◆ What is expected:
After finding the line containing "Give the pixel-accurate" below, please output that line and each following one through the line containing "positive clicks: (320, 239)", exactly as written.

◆ Extracted material:
=-=-=
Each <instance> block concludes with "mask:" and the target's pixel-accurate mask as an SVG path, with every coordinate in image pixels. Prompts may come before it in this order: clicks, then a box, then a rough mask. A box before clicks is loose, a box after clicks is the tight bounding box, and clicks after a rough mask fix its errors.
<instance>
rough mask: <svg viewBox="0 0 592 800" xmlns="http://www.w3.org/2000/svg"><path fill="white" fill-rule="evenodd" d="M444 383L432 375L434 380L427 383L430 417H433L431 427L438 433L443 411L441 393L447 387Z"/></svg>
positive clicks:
=-=-=
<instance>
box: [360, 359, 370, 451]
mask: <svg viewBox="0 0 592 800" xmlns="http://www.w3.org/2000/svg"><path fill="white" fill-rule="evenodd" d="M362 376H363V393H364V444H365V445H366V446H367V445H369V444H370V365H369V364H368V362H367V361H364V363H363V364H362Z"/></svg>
=-=-=
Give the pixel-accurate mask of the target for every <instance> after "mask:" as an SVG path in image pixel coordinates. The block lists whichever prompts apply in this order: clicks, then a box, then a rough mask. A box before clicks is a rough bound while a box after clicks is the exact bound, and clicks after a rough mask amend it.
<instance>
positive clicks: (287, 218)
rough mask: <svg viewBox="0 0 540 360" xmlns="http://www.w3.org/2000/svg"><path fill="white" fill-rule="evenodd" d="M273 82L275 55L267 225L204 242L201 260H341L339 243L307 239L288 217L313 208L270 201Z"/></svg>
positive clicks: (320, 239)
=-=-=
◆ Final answer:
Give the pixel-accurate mask of the target for every <instance> after "mask:" as an SVG path in image pixel coordinates. The block lists whichever prompts apply in this order: clicks, then a box, then a rough mask. A box before clicks is a rough bound while a box after clicks is the exact bound, and clicks after a rough mask amend it.
<instance>
positive clicks: (287, 218)
rough mask: <svg viewBox="0 0 540 360" xmlns="http://www.w3.org/2000/svg"><path fill="white" fill-rule="evenodd" d="M273 82L275 55L267 225L204 242L201 260H341L339 243L307 239L288 217L313 208L270 201Z"/></svg>
positive clicks: (320, 239)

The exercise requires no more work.